* **Task details**
Copy all the records below, swapping "single dot" for "single marker" and leaving everything else as it is.

* **Records provided**
>> start
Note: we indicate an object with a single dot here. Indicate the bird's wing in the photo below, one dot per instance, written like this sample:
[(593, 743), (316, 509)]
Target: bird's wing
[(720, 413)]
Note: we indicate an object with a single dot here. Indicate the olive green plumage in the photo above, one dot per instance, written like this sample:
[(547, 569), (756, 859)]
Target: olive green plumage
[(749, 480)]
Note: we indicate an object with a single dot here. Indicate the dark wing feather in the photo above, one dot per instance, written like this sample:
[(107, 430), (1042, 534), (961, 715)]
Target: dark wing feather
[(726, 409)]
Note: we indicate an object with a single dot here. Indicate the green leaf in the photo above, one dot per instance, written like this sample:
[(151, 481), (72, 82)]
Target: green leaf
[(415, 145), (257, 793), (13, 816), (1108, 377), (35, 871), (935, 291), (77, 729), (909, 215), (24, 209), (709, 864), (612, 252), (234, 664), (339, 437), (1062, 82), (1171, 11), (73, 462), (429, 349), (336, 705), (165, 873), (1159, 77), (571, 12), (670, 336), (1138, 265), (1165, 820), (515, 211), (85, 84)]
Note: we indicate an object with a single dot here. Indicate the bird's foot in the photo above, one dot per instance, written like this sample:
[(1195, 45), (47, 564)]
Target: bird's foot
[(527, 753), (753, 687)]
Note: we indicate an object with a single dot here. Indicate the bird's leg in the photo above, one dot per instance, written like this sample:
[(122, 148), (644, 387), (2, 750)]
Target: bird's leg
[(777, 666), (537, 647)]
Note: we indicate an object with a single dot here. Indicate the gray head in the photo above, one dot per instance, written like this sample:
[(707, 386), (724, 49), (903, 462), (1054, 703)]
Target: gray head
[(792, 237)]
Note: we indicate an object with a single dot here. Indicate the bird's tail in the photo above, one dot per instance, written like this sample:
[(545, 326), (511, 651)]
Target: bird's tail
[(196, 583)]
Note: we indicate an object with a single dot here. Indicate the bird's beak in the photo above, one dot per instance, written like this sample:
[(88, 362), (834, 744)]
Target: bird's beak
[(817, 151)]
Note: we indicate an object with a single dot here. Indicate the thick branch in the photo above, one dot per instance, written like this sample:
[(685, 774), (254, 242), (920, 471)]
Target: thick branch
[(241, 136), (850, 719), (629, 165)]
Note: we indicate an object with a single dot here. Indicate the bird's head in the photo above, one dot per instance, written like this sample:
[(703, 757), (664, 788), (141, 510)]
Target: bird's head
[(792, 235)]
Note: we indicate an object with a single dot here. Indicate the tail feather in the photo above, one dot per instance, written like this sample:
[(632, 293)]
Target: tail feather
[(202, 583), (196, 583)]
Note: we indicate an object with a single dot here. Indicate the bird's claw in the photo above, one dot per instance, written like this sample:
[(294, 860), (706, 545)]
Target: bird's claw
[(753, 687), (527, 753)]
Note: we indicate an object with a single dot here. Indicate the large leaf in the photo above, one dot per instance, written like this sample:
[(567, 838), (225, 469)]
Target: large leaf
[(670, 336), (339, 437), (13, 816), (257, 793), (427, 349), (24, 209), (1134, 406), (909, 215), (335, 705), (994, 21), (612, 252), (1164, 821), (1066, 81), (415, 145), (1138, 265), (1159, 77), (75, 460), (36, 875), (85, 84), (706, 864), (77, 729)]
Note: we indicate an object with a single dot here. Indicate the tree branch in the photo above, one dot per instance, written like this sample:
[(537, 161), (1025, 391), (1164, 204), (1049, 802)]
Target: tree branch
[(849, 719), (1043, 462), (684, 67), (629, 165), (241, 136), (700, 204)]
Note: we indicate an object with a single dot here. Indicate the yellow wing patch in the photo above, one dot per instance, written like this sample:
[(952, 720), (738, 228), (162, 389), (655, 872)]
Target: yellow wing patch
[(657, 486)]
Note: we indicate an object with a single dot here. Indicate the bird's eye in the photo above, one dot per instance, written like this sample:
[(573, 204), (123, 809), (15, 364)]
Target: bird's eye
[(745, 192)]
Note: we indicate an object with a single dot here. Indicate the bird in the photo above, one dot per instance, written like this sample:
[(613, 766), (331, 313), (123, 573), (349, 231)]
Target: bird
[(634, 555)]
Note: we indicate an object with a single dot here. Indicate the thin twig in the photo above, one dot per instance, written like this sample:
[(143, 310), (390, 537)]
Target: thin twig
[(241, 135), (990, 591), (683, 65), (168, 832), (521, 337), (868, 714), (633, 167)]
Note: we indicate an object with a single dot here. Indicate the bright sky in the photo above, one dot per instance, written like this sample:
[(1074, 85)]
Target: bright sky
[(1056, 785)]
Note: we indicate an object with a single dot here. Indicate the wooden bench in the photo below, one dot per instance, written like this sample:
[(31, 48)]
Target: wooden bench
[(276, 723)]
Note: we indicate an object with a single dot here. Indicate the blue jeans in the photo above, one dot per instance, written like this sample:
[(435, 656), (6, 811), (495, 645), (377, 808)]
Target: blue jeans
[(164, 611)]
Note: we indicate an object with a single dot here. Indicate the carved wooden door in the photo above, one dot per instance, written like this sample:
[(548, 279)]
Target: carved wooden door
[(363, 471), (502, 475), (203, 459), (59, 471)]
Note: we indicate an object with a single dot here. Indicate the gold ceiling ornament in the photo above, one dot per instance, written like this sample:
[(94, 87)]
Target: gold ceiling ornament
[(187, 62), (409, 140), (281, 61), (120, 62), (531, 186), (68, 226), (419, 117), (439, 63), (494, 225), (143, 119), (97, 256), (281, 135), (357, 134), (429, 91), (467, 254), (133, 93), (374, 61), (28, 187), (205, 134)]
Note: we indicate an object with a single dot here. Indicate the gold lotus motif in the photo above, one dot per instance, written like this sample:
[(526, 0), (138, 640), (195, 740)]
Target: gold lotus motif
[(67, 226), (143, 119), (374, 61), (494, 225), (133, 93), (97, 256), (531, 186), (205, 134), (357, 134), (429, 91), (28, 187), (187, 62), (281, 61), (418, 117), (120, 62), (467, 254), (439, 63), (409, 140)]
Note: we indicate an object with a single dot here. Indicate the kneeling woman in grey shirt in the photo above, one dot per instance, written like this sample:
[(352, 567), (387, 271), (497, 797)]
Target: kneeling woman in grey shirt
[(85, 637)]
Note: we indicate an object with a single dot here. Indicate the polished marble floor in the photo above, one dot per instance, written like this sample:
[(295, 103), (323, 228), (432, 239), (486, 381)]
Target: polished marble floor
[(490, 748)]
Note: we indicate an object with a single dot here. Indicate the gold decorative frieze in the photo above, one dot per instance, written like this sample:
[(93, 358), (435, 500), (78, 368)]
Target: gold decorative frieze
>> end
* **Full answer**
Note: we indicate an object with a single marker here. Indicate the bird's wing in the photo below, one dot per instance, written like this sample:
[(593, 743), (316, 509)]
Target: bird's wing
[(720, 413)]
Note: we indicate an object with a single marker here. Indicate the olive green plumage in the photo above, one dot per instance, written like this sample:
[(547, 569), (756, 859)]
Target: olive green plumage
[(749, 480)]
Note: we indicate an object with a single marker here. Indicate the dark wing feather in the photo above, one dot per instance, written like this sample:
[(107, 430), (1042, 534), (961, 715)]
Target: dark wing feather
[(726, 409)]
Note: we indicate an object with a single marker here. Indicate the green leaf in the photo above, one dot per instance, written like this sample:
[(151, 481), (72, 82)]
Target: green leaf
[(415, 145), (257, 793), (13, 816), (1108, 377), (35, 871), (935, 291), (77, 729), (909, 215), (24, 209), (709, 864), (612, 252), (234, 664), (339, 437), (1062, 82), (1171, 11), (73, 462), (429, 349), (336, 705), (165, 873), (1159, 77), (571, 12), (670, 336), (1138, 265), (1165, 820), (515, 211), (85, 84)]
Note: we indicate an object with a single marker here. Indicate the bird's foot in the photo above, one dot per instance, written like this sample:
[(1195, 45), (47, 564)]
Target: bird's foot
[(527, 753), (753, 687)]
Note: we indicate an object with a single marker here. Indicate the bird's leg in the photo above, one dot per instance, written like this sample:
[(122, 148), (644, 387), (2, 750)]
Target: bird's leg
[(777, 666), (537, 647)]
Note: we indicate an object with a single marker here. Indicate the gray head in the photo above, one dot per instance, written like this sample:
[(707, 386), (724, 49), (903, 462), (1054, 703)]
Target: gray head
[(792, 237)]
Note: we indicate an object with a single marker here. Indicate the bird's tail in the photo above, one dot per instance, written like this sample:
[(545, 326), (511, 651)]
Target: bird's tail
[(196, 583)]
Note: we indicate an object with a single marker here. Indicate the bird's beak in the photo above, one dot per instance, written like this sample:
[(88, 362), (834, 744)]
Target: bird's beak
[(817, 151)]
Note: we indicate an object with a single marker here. Indicate the thick branch in the photo above, one dot per instance, written like this sample:
[(685, 774), (254, 242), (920, 471)]
Target: thick branch
[(241, 136), (850, 719), (629, 165)]
Note: we indicate an object with a single marker here. Indicate the bird's head in the photo above, one dot per instance, written like this sample:
[(703, 757), (664, 788), (141, 510)]
Target: bird's head
[(792, 235)]
Note: we indicate an object with a single marker here. Indicate the tail feather in the photo above, one dot per instance, written like this sample:
[(632, 293)]
Target: tail feather
[(202, 583), (196, 583)]
Note: we indicate an object with a single marker here. Indicate the bird's claw in the photo above, one dot per instance, written like this sample:
[(294, 860), (706, 545)]
Target: bird's claw
[(753, 687), (527, 753)]
Note: we indicate an object with a single marker here. Indicate the large leaf in the photo above, one dot per instance, written like this sample:
[(567, 838), (225, 469)]
Target: large leaf
[(670, 336), (339, 437), (13, 816), (257, 793), (427, 349), (24, 209), (1134, 406), (909, 215), (335, 705), (994, 21), (612, 252), (1164, 821), (1066, 81), (415, 145), (1138, 265), (1159, 77), (75, 460), (36, 875), (85, 84), (706, 864), (77, 729)]
Note: we indicate an object with a single marker here. Indicate the tree branch in the photo above, one dot per instance, written like this sample:
[(537, 161), (1025, 391), (1164, 204), (1049, 802)]
Target: tree branch
[(849, 719), (1043, 462), (684, 67), (629, 165), (241, 136), (700, 204)]
Note: we indicate an object with a single marker here. Indicate the yellow wing patch in the photo above, one dot per instance, written like this sample:
[(952, 720), (738, 228), (162, 389), (655, 872)]
Target: yellow wing patch
[(657, 486)]
Note: we indicate an object with a single marker here. Indicate the bird's eye in the photo above, one dot per instance, written like this sample:
[(573, 204), (123, 809), (15, 364)]
Target: bird's eye
[(745, 192)]
Note: we indicate an object with a single marker here. Indicate the bird in the photo above, one dot per instance, written like this sample:
[(613, 766), (331, 313), (123, 573), (349, 231)]
Target: bird
[(634, 555)]
Note: we indicate an object with a single marker here. Indicate the thin twig in the photo above, one dot per instance, written like this sample:
[(143, 310), (390, 537)]
Target: thin twig
[(241, 135), (990, 591), (683, 65), (168, 832), (521, 337), (868, 714), (633, 167)]
Note: we indicate an object with a single marker here. Indicate the bright sky in the photo above, one dot per instance, written like this sample:
[(1074, 85)]
Target: bright sky
[(1056, 785)]
Note: we indicate an object with a single marker here. Indicate the wooden bench in the photo below, one dot per instance, written like this sample:
[(31, 48)]
Target: wooden bench
[(276, 723)]
Note: we indicate an object with a single marker here. Indicate the blue jeans in the photo above, one dot per instance, written like this sample:
[(435, 656), (6, 811), (495, 645), (377, 808)]
Target: blue jeans
[(164, 611)]
Note: we indicate an object with a single marker here. Indicate the carved wooden door in the photo above, one dot per instance, written like this sample:
[(548, 279)]
Target: carved wooden door
[(363, 471), (502, 475), (203, 459), (59, 471)]
Note: we indicate an object with a single marker here. Indicate the gold ceiling ornament in the photo above, one dot per instance, written like this sample:
[(94, 87)]
Target: gold ceiling ornament
[(187, 62), (409, 140), (281, 61), (120, 62), (531, 186), (68, 226), (419, 117), (439, 63), (494, 225), (143, 119), (97, 256), (281, 135), (357, 134), (429, 91), (467, 254), (133, 93), (374, 61), (28, 187), (205, 134)]
Note: we indicate an object with a single marker here. Indicate the gold lotus motif in the photo above, one dot per instance, written like this sample:
[(526, 0), (138, 640), (195, 740)]
Target: gold lotus motif
[(67, 226), (143, 119), (374, 61), (494, 225), (133, 93), (97, 256), (531, 186), (205, 134), (357, 134), (429, 91), (28, 187), (187, 62), (281, 61), (418, 117), (120, 62), (467, 254), (439, 63), (409, 140)]
Note: we indicate an object with a single marker here. Indicate the kneeling woman in grey shirt in the photo above, one dot per instance, written like this sample:
[(352, 567), (387, 271), (497, 797)]
Target: kneeling woman in grey shirt
[(85, 637)]
Note: we indicate an object with a single marker here. Indicate the polished marble floor in the photo above, one dot per instance, written like this sample:
[(295, 103), (323, 228), (432, 239), (486, 381)]
Target: polished marble floor
[(490, 748)]
Note: we indicate an object with a single marker here. Indicate the gold decorative frieze in the photo above, one dot per instance, written like this sample:
[(93, 358), (435, 500), (78, 368)]
Target: gold decorative frieze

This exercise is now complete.